| Set tasks |
1 – In the superhero mentality post, retype the words from the spot that has "Why God Doesn't" and end after "year-long country-wide drought.".
2 – Put this sentence from the superhero mentality post into Spanish: "Weakness is not the first word that comes to mind when you think of Elijah."

Wednesday, August 25, 2010

Superhero Mentality

Some days I sit down to write and I am overwhelmed at the thoughts that swirl and twirl and how do I say what I am thinking, or what the burden on my heart is. Yesterday I came across an article that prompted me to pass it along. I know many people struggle with this, it was what God was laying on my heart as the start of the ministry year is drawing near. I knew with work, my desire to be on worship, practicing keyboards, braille extras, and life at home, my time would need to be well portioned out. Many things start up again in September and at the risk of being the burned out person in hindsight I am thoughtfully and prayerfully considering my evenings and spare time for the fall and winter. God is teaching me to be dependent on Him, and walking through life looking to Him for direction. 


The Superhero Mentality

Why God Doesn't Need Us to Be More Than Human

By Daniel Darling

Weakness is not the first word that comes to mind when you think of Elijah. That’s because Elijah did things nobody else did.
Like accurately predicting a three-year drought.
Like calling down fire from heaven.
Like outrunning a king’s chariot.
But the book of James reminds us that Elijah had a “nature like ours” (James 5:17). It’s tough to imagine Elijah as an ordinary man, but a story in 1 Kings 19 sheds light on the humanity of the most feared man in Israel.
Here we find Elijah fresh off a stunning victory on Mount Carmel. He defeated the practitioners of Baal worship. He persuaded all of Israel to swear allegiance to Jehovah. And after his appeal, God opened the floodgates of heaven, ending a year-long country-wide drought.

| Given entries |
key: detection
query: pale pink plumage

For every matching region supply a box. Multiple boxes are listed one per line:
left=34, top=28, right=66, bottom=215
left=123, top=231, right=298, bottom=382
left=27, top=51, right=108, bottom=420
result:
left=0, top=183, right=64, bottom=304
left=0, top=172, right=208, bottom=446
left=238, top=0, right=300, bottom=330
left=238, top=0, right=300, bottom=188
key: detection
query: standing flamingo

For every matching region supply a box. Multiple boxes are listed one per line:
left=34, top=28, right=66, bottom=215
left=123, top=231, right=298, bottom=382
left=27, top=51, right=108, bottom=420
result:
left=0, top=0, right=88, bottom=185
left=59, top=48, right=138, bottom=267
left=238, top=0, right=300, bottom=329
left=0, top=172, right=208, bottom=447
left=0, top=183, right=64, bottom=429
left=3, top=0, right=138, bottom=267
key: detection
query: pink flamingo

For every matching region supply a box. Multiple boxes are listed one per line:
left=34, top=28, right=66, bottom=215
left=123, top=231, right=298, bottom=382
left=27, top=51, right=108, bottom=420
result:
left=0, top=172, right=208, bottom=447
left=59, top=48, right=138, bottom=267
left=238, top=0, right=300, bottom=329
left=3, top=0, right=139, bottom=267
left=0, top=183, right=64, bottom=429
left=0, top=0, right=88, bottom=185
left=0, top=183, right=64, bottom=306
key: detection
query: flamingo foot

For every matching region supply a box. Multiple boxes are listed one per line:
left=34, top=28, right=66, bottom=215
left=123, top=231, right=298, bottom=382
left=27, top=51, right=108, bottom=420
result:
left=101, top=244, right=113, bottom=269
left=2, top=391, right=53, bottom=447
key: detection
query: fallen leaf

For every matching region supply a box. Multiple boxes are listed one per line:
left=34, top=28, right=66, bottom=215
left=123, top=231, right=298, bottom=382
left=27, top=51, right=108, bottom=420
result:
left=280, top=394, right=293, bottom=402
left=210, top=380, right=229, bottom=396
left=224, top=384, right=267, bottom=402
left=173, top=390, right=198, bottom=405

| Task responses |
1 –
Why God Doesn't Need Us to Be More Than Human

By Daniel Darling

Weakness is not the first word that comes to mind when you think of Elijah. That’s because Elijah did things nobody else did.
Like accurately predicting a three-year drought.
Like calling down fire from heaven.
Like outrunning a king’s chariot.
But the book of James reminds us that Elijah had a “nature like ours” (James 5:17). It’s tough to imagine Elijah as an ordinary man, but a story in 1 Kings 19 sheds light on the humanity of the most feared man in Israel.
Here we find Elijah fresh off a stunning victory on Mount Carmel. He defeated the practitioners of Baal worship. He persuaded all of Israel to swear allegiance to Jehovah. And after his appeal, God opened the floodgates of heaven, ending a year-long country-wide drought.

2 – La debilidad no es la primera palabra que viene a la mente cuando uno piensa en Elías.